● **Source document**:
· · · · · · ·
I am using a full size tripod and 5500K daylight bulbs.  They are 100 watt equivalents but I am going to get some 250 watt equivalents, as once they are used without a tent, the 100 watts seem to struggle lighting the objects.

I like the idea of the cable release, because I am always trying to manipulate the object and having to reach over or around the camera way too much. Canning the light tent will also make composing the setting measurably easier.

I had not thought about a polarizing filter but will look into it. I have seen the results from others using one and it does have a dramatic effect if used correctly.

The last pictures I posted I did try to take them all with as close to the same setting as I could and then compare... many trips back and forth to the computer but at least I felt like I was getting someplace.

The biggest challenge I am having right now, is getting the full pen into focus... seems I lose the cap end sometimes. And if you look close, the center band is focused sharply but the outer edges of the nib and pen body seem to lose sharpness.

Thanks for the advice!
· · · · · · ·
● **Records provided**:
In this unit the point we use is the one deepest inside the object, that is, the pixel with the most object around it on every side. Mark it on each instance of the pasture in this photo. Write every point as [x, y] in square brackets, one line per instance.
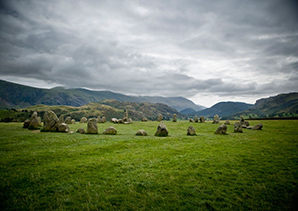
[253, 170]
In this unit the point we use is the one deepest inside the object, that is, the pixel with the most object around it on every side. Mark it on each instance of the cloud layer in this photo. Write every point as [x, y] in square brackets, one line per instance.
[207, 51]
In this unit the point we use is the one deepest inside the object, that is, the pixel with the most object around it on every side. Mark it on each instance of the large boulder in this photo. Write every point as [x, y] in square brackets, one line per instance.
[61, 118]
[92, 126]
[110, 131]
[81, 130]
[222, 130]
[191, 131]
[50, 121]
[34, 121]
[237, 127]
[141, 133]
[202, 119]
[68, 120]
[215, 119]
[26, 123]
[161, 130]
[258, 127]
[174, 117]
[196, 119]
[160, 117]
[83, 120]
[63, 127]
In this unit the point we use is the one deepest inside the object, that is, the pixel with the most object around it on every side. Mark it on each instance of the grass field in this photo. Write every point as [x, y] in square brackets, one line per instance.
[255, 170]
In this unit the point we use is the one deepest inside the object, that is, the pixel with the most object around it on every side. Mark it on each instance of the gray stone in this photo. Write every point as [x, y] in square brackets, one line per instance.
[191, 131]
[222, 130]
[81, 130]
[68, 120]
[174, 117]
[83, 120]
[34, 121]
[63, 127]
[61, 118]
[237, 127]
[26, 123]
[258, 127]
[161, 130]
[202, 119]
[92, 126]
[110, 131]
[50, 121]
[141, 133]
[160, 117]
[196, 119]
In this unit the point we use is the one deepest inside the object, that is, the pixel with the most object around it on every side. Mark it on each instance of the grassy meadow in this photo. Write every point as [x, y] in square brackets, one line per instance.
[253, 170]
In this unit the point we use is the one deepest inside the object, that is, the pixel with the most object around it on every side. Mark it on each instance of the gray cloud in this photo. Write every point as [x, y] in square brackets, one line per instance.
[170, 48]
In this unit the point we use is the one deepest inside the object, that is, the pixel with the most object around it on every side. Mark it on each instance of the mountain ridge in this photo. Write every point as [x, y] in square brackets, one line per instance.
[18, 96]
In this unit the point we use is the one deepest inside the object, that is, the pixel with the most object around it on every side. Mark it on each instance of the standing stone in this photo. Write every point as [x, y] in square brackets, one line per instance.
[174, 118]
[237, 127]
[125, 116]
[110, 131]
[160, 117]
[222, 130]
[50, 121]
[130, 121]
[83, 120]
[62, 127]
[68, 120]
[215, 119]
[161, 130]
[141, 133]
[81, 131]
[241, 120]
[34, 121]
[196, 119]
[202, 119]
[258, 127]
[26, 123]
[103, 119]
[191, 131]
[92, 126]
[61, 118]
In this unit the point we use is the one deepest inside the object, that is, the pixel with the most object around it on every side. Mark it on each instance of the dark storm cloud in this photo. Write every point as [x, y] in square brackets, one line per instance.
[153, 47]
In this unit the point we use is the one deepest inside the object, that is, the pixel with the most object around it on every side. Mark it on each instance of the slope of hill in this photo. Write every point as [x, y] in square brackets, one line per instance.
[224, 109]
[18, 96]
[108, 108]
[282, 105]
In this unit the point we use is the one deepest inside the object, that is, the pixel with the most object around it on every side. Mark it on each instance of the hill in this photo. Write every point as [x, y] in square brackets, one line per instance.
[224, 109]
[19, 96]
[282, 105]
[108, 108]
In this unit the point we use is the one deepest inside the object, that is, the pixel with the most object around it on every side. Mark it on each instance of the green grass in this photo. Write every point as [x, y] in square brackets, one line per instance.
[255, 170]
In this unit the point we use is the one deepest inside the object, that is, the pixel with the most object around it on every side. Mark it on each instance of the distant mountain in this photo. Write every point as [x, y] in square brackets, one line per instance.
[224, 109]
[282, 105]
[108, 108]
[188, 111]
[18, 96]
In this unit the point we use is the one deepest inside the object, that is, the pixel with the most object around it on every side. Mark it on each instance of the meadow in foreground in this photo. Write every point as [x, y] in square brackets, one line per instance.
[255, 170]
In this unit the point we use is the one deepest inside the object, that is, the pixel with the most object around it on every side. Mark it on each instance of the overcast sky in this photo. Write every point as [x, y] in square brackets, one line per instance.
[205, 50]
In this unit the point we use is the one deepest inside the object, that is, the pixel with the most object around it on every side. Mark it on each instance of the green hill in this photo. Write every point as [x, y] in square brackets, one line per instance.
[108, 108]
[18, 96]
[224, 109]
· · · · · · ·
● **What you need to do**:
A. Decide whether each statement agrees with the pen photography post. Answer yes or no for each and quote the words from the post that decide it.
(i) The writer's current bulbs are 250 watt equivalents.
(ii) The writer already shoots with a polarizing filter.
(iii) The center band of the pen comes out in sharp focus.
B. Name every part of the pen that the pen photography post mentions.
C. Resume the pen photography post, picking up right after its final line.

● **Answers given**:
A.
(i) No: "They are 100 watt equivalents but I am going to get some 250 watt equivalents"
(ii) No: "I had not thought about a polarizing filter but will look into it."
(iii) Yes: "the center band is focused sharply"

B. cap end, center band, nib, pen body

C.
----------



## Dan_F

Dave,

I think your focus problem is due to using too wide an aperture (f-stop--low number such as 2.8 is wide, 16 is narrow) Try setting your f-stop at 8 or above, then let the camera select the shutter speed, or going fully manual. This is usually called f-stop priority mode, or some thing similar. Take a pic, and if it's too bright, then compensate by raising the shutter speed by one notch if your camera will let you over-ride, and try again. You may have to learn to use the "exposure compensation" feature, which is another way to override the camera's control. The higher f-stop number will give you greater depth of field, and your pens will come into focus over their whole length. I was using the same lighting as you, and with an f-stop of 8, my shutter speed was 1/6 second. A tripod is absolutely necessary. I also used the self timer set for ten seconds, so that I wouldn't be touching the camera during the exposure. 

Two 100 watt bulbs should be enough. I just started playing around at this myself tonight, and found two such bulbs to be plenty adequate, with no other light source on in the room, and it was dark outside. I ended up putting some white cloth over my lights, instead of making a tent. You can see the results in this thread: http://www.penturners.org/forum/forum.asp?FORUM_ID=21

The last few pics you took looked much better, get your depth of field issue sorted out and you will be well on your way. The toughest part for me seems to be getting just the right amount of reflection to enhance, but not get in the way. That takes some doing. You might also experiment with different backgrounds other than white. I have better luck with  something slightly greyed so that the contrast isn't so stark. I hit a bunch of fabric stores today, and went through the remenants bins, picked up a few different light but non-white pieces of material. I'll be doing a lot of experimenting in the next few weeks looking for the best combinations. 

By the way, what kind of wood is that last pen made of, the one that looks like alligator skin? That's sweet!

Dan


----------



## SuperDave

Dan,

I will try the self-timer, as I have not gotten a remote release cable yet.

I have tried an f-stop as high as 16 and gotten a very blurry and washed out picture. The current set-up seems to want to settle in at 5.6-11.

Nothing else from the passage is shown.